─── Kutipan Dokumen

Mengikuti mbah untuk solat di tepi sungai beralas pasir. Selesai solat,
wawancara berlanjut.
HAJI:
Apakah mbah selalu solat?
SHS:
Pasti. Mungkin hanya Tuhan yang gak wajib solat. Saya gak mau menjadi Tuhan.
HAJI:
Oke. Menurut mbah, apakah agama ini penting bagi manusia?
SHS:
Iya. Sehebat apapun manusia pasti membutuhkan Tuhan dan agama. Mungkin ia bisa
sedikit sombong dengan ilmu pengetahuan dan teknologi yang dimiliki. Namun itu
semua tak ada apa-apanya dihadapan Tuhan. Dengan ilmu dan teknologi mungkin
manusia bisa memprediksi kapan terjadinya gempa, misalnya. Tapi ia tak sanggup
menahan kehendak Tuhan supaya tidak terjadi gempa. Apalagi menahan untuk tidak
jatuh cinta.
HAJI:
Menurut mbah, apa yang esensi paling penting dari seorang yang beragama?
SHS:
Yang paling penting itu nilai-nilai agama yang diresapi. Bukan hanya
simbol-simbolnya saja. Hari ini banyak orang beragama sebatas simbol, namun
sebenarnya ia melupakan nilai esensi dari agama itu sendiri.
HAJI:
Contohnya mbah?
SHS:
Kamu lihat sendiri. Hari ini banyak orang berpeci, bercadar, bersarung, tapi
kelakuannya amburadul, tak beretika. Ia bahkan menggunakan surban dan jubahnya
untuk menipu manusia. Dan parahnya banyak masyarakat yang tertipu dengan kulit
luar. Publik terjebak dengan penampilan fisik simbol-simbol keagamaan.
HAJI:
Saya setuju mbah. Selama ini mbah sendiri dianggap kurang dalam hal agama, jika
hanya dinilai dari simbol. padahal belum tentu...
SHS:
Berarti ia jujur. Apa sih yang gak kurang dari saya. Hehe
HAJI:
Oya, mbah kan dikenal juga sebagai aktivis kampus. Apa pendapat mbah tentang
dunia pergerakan mahaiswa?

──────
─── Keterangan Diberikan

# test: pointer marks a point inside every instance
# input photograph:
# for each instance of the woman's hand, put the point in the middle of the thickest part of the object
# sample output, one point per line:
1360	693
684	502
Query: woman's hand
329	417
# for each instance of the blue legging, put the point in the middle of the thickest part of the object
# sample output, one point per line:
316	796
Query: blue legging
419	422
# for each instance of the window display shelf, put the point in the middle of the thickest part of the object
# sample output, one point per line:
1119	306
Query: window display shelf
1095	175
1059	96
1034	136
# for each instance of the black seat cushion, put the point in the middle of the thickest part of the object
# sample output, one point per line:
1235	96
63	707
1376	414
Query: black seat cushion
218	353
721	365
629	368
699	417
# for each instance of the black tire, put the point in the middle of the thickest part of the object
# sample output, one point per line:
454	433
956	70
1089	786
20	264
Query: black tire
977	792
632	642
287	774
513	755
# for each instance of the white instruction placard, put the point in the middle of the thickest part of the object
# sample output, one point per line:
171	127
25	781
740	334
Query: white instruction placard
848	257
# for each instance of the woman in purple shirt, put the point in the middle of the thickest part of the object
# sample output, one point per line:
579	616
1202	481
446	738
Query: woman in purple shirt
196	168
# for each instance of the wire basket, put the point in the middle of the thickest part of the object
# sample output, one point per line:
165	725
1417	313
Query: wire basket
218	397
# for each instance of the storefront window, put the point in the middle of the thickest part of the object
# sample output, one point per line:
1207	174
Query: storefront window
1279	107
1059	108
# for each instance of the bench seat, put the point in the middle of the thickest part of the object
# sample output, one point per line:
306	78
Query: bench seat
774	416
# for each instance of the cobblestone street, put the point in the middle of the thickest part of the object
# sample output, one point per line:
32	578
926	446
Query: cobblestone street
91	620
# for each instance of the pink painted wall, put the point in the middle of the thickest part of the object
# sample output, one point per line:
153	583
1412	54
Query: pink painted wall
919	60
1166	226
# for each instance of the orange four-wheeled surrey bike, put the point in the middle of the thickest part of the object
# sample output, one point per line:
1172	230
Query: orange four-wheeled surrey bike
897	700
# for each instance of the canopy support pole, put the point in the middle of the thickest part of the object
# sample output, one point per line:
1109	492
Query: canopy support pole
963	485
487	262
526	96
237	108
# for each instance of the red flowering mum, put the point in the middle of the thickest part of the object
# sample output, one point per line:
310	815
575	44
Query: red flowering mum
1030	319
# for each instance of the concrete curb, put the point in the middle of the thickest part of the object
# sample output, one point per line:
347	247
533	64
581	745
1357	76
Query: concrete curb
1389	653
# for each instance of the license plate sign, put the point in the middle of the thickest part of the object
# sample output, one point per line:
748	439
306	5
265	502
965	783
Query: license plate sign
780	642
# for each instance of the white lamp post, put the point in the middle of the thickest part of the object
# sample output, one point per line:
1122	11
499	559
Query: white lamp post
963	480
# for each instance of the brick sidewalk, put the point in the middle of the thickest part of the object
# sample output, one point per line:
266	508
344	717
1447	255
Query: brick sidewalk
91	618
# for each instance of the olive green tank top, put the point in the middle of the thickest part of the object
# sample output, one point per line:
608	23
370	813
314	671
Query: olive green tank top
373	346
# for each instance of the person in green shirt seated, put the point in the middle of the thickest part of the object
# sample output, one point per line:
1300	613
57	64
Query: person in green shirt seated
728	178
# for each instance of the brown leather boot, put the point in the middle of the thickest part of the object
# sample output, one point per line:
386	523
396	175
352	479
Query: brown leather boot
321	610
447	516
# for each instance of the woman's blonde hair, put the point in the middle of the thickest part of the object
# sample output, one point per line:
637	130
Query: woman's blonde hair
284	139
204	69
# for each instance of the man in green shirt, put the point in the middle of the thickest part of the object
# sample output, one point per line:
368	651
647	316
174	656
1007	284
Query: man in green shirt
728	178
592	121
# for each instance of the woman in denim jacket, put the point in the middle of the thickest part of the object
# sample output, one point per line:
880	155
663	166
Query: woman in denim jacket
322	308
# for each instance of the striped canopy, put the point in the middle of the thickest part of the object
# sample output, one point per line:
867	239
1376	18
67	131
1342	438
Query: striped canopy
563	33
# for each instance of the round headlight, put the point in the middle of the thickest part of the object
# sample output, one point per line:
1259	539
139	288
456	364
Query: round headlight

──────

▶ [Tugas Dikerjakan]:
**A.** Dalam wawancara tentang agama dan simbolnya, apa yang menurut mbah paling penting dari seorang yang beragama?
**B.** Sambung wawancara tentang agama dan simbolnya ini, mulai dari jawaban mbah atas pertanyaan terakhir.

▶ [Jawaban Tiap Tugas]:
**A.** Nilai-nilai agama yang diresapi, bukan hanya simbol-simbolnya saja.

**B.**
SHS:
Saya sedih. Hiks.hiks (tampak dua tetes air mata mbah Has Bull mengalir).
Bagaimana saya tidak sedih anak muda, mereka hari ini sak karepe dewe. Mereka
bekerja dan berkarya, tapi tidak ngena.
HAJI:
Maksudnya itu apa mbah?
SHS:
Harusnya seorang aktivis mahasiswa itu dalam melakukan sesuatu minimal harus
dengan rumus berikut. Belajar, berkarya, atau bekerja dengan; keras, pantas,
cerdas, ikhlas, dan tuntas. Itu yang saya lihat hilang pada diri mahasiswa hari
ini.
HAJI:
Kan mbah aktif di IMM. Apa yang membuat mbah memilih bergabung dengan IMM?
SHS:
Itu awalnya saya dipaksa oleh teman di fakultas saya. Ada Athiful, Hamam, dan
Rindho. Mereka bertiga ini memaksa dan mengipnotis saya. Tapi hari ini saya
merasa sangat beruntung. Saya tidak menyesal atas paksaan mereka beberapa tahun
lalu.
HAJI:
Apa komentar mbah terhadap ketiga orang yang telah memaksa mbah masuk IMM?
SHS:
Saya lupa. Siapa sebenarnya mereka. Saya lupa siapa itu Athiful, Hamam, Rindho.
Jangan-jangan mereka hanya ilusi.
HAJI:
Ilusiana atau Ilusialan maksud Simbah?
SHS:
Ilusiapa. Hehee
HAJI:
Mbah lucu juga. Oya ngomong-ngomong ilusiana, saya teringat sosok Lusiana kan sekarang
mengemban amanah menjadi korp Instruktur di IMM, komentar Mbah?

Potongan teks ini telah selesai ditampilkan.